+++ Task inputs

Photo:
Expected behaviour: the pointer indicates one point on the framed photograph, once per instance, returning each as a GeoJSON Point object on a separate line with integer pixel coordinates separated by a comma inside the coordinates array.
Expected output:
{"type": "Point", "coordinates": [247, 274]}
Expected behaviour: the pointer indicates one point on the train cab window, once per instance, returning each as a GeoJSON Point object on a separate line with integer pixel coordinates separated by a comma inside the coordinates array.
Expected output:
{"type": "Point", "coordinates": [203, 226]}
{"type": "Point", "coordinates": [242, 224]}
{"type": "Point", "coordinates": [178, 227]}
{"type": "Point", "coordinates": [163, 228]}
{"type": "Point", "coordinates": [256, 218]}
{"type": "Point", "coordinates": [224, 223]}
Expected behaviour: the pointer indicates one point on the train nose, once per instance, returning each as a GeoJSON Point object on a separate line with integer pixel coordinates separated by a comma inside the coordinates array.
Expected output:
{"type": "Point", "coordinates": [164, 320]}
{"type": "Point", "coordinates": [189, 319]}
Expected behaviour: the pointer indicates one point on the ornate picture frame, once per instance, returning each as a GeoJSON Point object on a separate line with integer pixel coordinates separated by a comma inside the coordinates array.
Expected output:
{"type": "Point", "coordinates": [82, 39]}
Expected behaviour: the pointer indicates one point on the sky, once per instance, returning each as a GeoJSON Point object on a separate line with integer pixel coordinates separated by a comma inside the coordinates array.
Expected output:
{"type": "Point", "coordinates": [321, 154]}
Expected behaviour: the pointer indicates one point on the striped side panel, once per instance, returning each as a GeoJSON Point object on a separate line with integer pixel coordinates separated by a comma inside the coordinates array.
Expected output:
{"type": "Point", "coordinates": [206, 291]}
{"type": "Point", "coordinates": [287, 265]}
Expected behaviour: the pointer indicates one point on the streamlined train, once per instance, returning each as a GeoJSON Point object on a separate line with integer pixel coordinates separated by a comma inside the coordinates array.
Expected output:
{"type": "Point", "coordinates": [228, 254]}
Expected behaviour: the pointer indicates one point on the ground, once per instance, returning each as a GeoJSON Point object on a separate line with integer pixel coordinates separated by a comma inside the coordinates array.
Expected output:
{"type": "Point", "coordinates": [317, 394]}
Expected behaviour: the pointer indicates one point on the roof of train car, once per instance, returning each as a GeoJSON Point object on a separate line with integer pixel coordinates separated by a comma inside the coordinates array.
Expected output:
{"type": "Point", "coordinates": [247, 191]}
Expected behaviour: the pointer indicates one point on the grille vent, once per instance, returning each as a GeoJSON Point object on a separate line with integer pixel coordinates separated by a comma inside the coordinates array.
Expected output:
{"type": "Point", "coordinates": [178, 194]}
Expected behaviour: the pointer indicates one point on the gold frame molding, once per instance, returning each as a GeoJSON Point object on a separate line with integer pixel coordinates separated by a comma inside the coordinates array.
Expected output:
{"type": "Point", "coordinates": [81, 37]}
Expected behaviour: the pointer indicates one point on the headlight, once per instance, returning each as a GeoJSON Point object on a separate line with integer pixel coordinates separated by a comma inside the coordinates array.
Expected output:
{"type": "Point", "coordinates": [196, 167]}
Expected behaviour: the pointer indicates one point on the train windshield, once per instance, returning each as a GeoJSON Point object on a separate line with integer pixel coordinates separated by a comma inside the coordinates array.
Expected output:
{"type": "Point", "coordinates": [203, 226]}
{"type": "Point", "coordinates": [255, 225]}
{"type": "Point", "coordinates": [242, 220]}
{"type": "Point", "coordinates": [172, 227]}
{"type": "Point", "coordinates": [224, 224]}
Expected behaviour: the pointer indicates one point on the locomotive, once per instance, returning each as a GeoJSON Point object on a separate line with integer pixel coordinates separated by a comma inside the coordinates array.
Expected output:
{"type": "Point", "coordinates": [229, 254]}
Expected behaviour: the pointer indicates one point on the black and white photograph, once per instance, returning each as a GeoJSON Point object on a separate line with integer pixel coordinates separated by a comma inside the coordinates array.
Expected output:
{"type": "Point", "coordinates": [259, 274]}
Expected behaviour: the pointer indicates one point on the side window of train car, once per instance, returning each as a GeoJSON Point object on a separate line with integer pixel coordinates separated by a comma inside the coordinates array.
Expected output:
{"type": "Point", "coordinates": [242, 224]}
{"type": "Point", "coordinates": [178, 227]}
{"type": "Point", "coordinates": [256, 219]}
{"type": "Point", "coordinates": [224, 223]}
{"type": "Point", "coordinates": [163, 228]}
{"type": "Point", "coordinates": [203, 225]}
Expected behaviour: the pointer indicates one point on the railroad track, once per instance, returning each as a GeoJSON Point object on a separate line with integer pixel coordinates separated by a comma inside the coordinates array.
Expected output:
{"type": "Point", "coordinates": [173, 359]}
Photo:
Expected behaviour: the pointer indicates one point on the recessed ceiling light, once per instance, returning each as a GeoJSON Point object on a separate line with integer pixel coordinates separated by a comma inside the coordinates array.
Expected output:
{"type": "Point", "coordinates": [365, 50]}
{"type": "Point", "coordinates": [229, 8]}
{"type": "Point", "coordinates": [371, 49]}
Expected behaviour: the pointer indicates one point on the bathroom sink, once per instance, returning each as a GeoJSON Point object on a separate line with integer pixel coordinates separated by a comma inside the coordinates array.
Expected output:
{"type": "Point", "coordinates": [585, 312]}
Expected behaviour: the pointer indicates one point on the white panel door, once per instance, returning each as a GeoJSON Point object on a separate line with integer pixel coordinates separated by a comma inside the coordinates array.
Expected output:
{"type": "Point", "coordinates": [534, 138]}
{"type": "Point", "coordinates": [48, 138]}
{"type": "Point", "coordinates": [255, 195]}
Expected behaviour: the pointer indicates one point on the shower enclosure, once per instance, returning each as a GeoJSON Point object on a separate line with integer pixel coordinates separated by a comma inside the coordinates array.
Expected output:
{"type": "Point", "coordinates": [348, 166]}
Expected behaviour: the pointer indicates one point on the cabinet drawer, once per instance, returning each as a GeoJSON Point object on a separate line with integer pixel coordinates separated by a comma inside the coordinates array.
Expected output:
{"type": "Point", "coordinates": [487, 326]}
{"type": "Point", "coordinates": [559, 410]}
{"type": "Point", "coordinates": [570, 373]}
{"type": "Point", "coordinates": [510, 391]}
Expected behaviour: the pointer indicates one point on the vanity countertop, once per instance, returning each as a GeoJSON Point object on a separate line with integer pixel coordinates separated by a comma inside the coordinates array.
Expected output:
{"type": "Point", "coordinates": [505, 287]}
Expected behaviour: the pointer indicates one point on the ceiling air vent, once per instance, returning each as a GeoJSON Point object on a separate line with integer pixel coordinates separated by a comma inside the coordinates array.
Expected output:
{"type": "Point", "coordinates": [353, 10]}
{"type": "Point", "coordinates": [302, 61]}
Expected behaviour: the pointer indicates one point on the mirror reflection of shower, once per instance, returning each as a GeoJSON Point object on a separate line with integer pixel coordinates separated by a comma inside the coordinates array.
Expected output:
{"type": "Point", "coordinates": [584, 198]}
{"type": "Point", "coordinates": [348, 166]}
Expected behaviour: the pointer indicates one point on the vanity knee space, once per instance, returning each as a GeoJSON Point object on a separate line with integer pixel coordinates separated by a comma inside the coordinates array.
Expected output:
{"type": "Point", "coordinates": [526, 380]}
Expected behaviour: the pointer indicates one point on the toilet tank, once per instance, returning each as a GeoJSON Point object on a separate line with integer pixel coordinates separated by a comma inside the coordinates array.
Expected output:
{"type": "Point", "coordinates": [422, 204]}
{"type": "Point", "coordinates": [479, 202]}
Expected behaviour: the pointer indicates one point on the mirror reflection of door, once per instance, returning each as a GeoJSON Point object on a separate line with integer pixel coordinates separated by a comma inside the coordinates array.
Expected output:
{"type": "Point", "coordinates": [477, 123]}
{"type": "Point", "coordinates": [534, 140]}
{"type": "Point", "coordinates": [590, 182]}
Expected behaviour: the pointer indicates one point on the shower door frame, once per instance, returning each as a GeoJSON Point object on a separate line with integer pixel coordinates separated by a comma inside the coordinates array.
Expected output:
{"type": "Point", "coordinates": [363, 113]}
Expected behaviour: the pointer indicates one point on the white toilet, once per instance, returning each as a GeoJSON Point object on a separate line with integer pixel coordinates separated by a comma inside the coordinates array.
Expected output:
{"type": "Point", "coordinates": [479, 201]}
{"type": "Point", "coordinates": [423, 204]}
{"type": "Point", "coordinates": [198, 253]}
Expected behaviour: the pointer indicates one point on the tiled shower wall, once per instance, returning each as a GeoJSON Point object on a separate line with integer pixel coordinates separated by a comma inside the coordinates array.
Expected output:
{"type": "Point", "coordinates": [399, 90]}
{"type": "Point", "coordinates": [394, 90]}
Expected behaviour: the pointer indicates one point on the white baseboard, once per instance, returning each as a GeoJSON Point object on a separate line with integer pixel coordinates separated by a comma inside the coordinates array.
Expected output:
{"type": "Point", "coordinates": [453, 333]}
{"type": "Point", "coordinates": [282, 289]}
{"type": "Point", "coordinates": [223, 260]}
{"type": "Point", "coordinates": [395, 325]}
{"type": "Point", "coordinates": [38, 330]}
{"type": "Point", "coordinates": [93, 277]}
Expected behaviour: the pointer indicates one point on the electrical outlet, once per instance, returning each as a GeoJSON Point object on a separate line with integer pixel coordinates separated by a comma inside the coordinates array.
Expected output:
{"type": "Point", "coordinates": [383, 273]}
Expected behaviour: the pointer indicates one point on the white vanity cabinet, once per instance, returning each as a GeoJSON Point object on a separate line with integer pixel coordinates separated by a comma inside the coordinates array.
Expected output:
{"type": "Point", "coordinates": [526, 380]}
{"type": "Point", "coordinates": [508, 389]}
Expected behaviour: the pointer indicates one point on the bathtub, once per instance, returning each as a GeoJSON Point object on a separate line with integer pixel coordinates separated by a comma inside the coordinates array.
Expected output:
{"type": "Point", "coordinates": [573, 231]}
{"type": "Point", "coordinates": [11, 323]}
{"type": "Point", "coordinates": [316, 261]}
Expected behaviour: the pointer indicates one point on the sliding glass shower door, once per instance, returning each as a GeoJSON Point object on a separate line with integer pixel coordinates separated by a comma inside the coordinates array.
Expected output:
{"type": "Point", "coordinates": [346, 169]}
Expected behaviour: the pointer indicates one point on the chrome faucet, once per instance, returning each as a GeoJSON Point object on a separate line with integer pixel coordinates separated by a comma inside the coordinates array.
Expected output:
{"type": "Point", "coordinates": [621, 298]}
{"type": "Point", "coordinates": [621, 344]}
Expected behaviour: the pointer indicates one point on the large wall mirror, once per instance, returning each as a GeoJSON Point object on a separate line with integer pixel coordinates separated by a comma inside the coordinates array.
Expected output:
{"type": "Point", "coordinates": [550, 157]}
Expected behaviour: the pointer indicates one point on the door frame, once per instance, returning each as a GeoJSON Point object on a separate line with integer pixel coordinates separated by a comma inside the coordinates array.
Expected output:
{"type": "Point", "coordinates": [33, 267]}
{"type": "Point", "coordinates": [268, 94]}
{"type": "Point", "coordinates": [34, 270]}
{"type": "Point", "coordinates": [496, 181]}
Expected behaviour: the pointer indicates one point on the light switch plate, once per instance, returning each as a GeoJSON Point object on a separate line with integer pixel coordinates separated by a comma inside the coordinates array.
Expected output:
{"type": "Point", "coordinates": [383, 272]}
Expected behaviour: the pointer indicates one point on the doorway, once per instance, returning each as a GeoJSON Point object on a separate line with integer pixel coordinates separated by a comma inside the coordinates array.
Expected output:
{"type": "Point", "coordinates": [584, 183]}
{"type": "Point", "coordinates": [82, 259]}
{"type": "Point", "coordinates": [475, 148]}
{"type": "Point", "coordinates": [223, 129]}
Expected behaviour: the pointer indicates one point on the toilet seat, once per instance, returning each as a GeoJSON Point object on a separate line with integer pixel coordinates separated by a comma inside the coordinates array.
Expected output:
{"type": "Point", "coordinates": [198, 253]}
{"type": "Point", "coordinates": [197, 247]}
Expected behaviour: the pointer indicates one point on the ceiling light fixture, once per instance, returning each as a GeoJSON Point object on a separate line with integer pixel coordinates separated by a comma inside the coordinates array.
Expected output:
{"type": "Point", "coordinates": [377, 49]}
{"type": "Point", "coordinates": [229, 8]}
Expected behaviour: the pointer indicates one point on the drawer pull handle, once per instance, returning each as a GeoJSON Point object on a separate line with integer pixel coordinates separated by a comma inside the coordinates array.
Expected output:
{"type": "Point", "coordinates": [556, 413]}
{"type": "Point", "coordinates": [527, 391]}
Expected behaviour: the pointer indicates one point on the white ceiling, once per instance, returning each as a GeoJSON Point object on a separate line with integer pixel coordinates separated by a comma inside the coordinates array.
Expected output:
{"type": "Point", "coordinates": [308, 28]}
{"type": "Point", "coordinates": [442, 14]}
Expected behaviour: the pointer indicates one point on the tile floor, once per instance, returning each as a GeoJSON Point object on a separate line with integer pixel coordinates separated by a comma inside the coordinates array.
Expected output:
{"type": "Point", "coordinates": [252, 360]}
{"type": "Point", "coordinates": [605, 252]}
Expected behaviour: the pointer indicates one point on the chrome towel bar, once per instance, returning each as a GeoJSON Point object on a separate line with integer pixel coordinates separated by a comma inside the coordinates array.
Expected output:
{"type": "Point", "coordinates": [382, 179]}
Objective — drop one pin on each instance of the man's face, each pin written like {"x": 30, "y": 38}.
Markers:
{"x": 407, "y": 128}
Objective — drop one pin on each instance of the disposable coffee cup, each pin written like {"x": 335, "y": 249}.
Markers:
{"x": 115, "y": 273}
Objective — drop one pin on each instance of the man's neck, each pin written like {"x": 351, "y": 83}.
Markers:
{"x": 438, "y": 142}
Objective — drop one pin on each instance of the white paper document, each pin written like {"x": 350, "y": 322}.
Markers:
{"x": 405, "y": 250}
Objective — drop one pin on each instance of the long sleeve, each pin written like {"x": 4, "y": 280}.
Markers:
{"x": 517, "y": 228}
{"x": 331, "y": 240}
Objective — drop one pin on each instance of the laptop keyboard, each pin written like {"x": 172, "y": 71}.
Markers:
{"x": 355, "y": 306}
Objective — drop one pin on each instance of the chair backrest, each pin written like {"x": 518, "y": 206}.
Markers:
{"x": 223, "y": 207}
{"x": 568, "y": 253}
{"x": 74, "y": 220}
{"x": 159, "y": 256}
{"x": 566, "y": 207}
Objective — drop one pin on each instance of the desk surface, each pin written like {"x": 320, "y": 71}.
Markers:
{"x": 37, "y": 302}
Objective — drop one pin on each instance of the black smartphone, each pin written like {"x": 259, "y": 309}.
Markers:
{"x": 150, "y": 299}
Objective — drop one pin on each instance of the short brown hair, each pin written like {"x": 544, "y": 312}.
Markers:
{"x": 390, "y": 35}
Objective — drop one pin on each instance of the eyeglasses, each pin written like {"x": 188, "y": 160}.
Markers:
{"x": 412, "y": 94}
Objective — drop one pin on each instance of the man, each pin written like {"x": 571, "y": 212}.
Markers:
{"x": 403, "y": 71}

++++++

◆ Aim: Return exactly the lines of the data, and only those, from the line with "Objective — drop one pin on each instance of the laptop" through the last line, inclusive.

◆ Exercise result:
Objective — drop one pin on each instance of the laptop keyboard, each pin written like {"x": 172, "y": 71}.
Markers:
{"x": 355, "y": 306}
Objective — drop one pin on each instance of the chair backrest, each pin written like {"x": 518, "y": 206}.
Markers:
{"x": 223, "y": 207}
{"x": 568, "y": 253}
{"x": 74, "y": 220}
{"x": 159, "y": 256}
{"x": 566, "y": 207}
Objective — drop one pin on each instance of the desk surface, each pin written like {"x": 320, "y": 71}.
Markers:
{"x": 37, "y": 302}
Objective — drop one pin on each instance of the black smartphone, each pin written like {"x": 259, "y": 309}.
Markers:
{"x": 150, "y": 299}
Objective — drop one pin on each instance of the short brown hair, each pin written like {"x": 544, "y": 312}.
Markers:
{"x": 390, "y": 35}
Objective — drop one pin on each instance of the eyeglasses, each pin written like {"x": 188, "y": 160}.
Markers:
{"x": 412, "y": 94}
Objective — drop one pin on each instance of the man, each pin written like {"x": 571, "y": 212}.
Markers:
{"x": 403, "y": 71}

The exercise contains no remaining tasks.